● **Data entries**
▬▬▬▬▬▬
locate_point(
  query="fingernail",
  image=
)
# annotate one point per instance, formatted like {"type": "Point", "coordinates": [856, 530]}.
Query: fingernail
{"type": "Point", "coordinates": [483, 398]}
▬▬▬▬▬▬
● **WHAT YOU NEED TO DO**
Each record above, from first to last, should be written out again exactly.

● **RESULT OF THE EXERCISE**
locate_point(
  query="fingernail",
  image=
)
# annotate one point per instance, formatted like {"type": "Point", "coordinates": [856, 530]}.
Query: fingernail
{"type": "Point", "coordinates": [483, 398]}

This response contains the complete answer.